## Brief A
Answer these questions about the book review:
(i) By what name is Robert C. Martin also famously known?
(ii) What is the title of the book's first section?
(iii) Whose introduction of compilers impressed the writer?

-- Start of Extract --

We, Programmers
If I need to choose a role model who has guided my career the most, I would choose Robert C. Martin, also famously known as Uncle Bob. I learned a lot from him, including software architecture, methodologies, the human side of software engineering, code quality, and more. So when his new book, “We, Programmers - A Chronicle of Coders from Ada to AI”, just got published, I didn’t hesitate much. Mainly because the topic had already hooked me. I have always wondered how our industry has reached its current state and how programming has evolved over the decades.
Overall, it is a beautiful book with a minor, but debatable flaw. It is structured into four major sections. The first section is “Setting the Stage”, a relatively short introduction of us, the programmers and what we are doing. The most memorable part of it was finding out that we are “detail managers”. Initially, I found this concept quite weird, but the book eventually convinced me of its validity.
The second section, titled “The Giants”, is the most informative and most entertaining. Ultimately, this section serves as the main course of the book. Uncle Bob explores the history of software engineers, dedicating each chapter to a single person or a group of related individuals. In many ways, this chapter gave me new knowledge. For example, while I was familiar with the work of Alan Turing and John von Neumann (or, as we Hungarians call him, Neumann János), I gained a much clearer understanding of their contributions. However, I was also impressed by the work of Grace Hopper, particularly her introduction of compilers and the concept of different programming language levels. But the others were also fascinating.

-- End of Extract --

## Brief B
Recast the records as a Markdown table with the columns Row and Line, running from the line with "Please pin the stacked" up to and including the last line of the records. Leave out blank lines.

-- Start of Recorded information --

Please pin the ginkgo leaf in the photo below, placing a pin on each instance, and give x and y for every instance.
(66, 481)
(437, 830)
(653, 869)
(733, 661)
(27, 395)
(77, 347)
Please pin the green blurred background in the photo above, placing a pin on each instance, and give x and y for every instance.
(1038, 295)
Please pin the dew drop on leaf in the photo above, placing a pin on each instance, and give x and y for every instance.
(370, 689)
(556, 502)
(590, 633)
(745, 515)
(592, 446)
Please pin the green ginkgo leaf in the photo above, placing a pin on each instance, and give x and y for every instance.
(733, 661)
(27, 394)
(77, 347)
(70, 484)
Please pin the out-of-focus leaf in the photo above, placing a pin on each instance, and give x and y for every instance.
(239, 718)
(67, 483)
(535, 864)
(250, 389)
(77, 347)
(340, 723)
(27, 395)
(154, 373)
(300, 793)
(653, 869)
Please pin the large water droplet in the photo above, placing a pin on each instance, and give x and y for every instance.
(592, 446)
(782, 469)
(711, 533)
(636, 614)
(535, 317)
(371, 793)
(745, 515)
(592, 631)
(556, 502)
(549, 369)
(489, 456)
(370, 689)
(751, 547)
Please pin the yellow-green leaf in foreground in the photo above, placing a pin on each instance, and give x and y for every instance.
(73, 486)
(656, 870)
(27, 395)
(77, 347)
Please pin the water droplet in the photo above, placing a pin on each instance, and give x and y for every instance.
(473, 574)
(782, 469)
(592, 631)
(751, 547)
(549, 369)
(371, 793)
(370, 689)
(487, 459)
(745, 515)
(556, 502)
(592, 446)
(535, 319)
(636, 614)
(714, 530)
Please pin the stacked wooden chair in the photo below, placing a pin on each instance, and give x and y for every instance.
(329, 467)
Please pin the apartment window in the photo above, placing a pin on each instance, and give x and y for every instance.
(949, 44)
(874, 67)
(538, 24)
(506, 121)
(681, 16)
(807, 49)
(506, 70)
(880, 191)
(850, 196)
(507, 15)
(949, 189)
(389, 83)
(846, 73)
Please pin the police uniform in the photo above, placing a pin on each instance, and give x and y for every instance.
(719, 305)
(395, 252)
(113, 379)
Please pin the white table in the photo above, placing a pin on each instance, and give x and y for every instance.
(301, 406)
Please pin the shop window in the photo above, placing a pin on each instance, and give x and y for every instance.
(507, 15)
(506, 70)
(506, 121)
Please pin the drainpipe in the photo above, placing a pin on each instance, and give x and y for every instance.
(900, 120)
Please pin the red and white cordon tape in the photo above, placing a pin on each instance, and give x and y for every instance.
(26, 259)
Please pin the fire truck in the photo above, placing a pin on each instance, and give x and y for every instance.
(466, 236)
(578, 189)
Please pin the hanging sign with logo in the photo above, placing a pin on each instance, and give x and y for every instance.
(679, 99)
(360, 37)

-- End of Recorded information --

## Exercise answer A
(i) Uncle Bob
(ii) "Setting the Stage"
(iii) Grace Hopper

## Exercise answer B
| Row | Line |
|---|---|
| 1 | Please pin the stacked wooden chair in the photo below, placing a pin on each instance, and give x and y for every instance. |
| 2 | (329, 467) |
| 3 | Please pin the apartment window in the photo above, placing a pin on each instance, and give x and y for every instance. |
| 4 | (949, 44) |
| 5 | (874, 67) |
| 6 | (538, 24) |
| 7 | (506, 121) |
| 8 | (681, 16) |
| 9 | (807, 49) |
| 10 | (506, 70) |
| 11 | (880, 191) |
| 12 | (850, 196) |
| 13 | (507, 15) |
| 14 | (949, 189) |
| 15 | (389, 83) |
| 16 | (846, 73) |
| 17 | Please pin the police uniform in the photo above, placing a pin on each instance, and give x and y for every instance. |
| 18 | (719, 305) |
| 19 | (395, 252) |
| 20 | (113, 379) |
| 21 | Please pin the white table in the photo above, placing a pin on each instance, and give x and y for every instance. |
| 22 | (301, 406) |
| 23 | Please pin the shop window in the photo above, placing a pin on each instance, and give x and y for every instance. |
| 24 | (507, 15) |
| 25 | (506, 70) |
| 26 | (506, 121) |
| 27 | Please pin the drainpipe in the photo above, placing a pin on each instance, and give x and y for every instance. |
| 28 | (900, 120) |
| 29 | Please pin the red and white cordon tape in the photo above, placing a pin on each instance, and give x and y for every instance. |
| 30 | (26, 259) |
| 31 | Please pin the fire truck in the photo above, placing a pin on each instance, and give x and y for every instance. |
| 32 | (466, 236) |
| 33 | (578, 189) |
| 34 | Please pin the hanging sign with logo in the photo above, placing a pin on each instance, and give x and y for every instance. |
| 35 | (679, 99) |
| 36 | (360, 37) |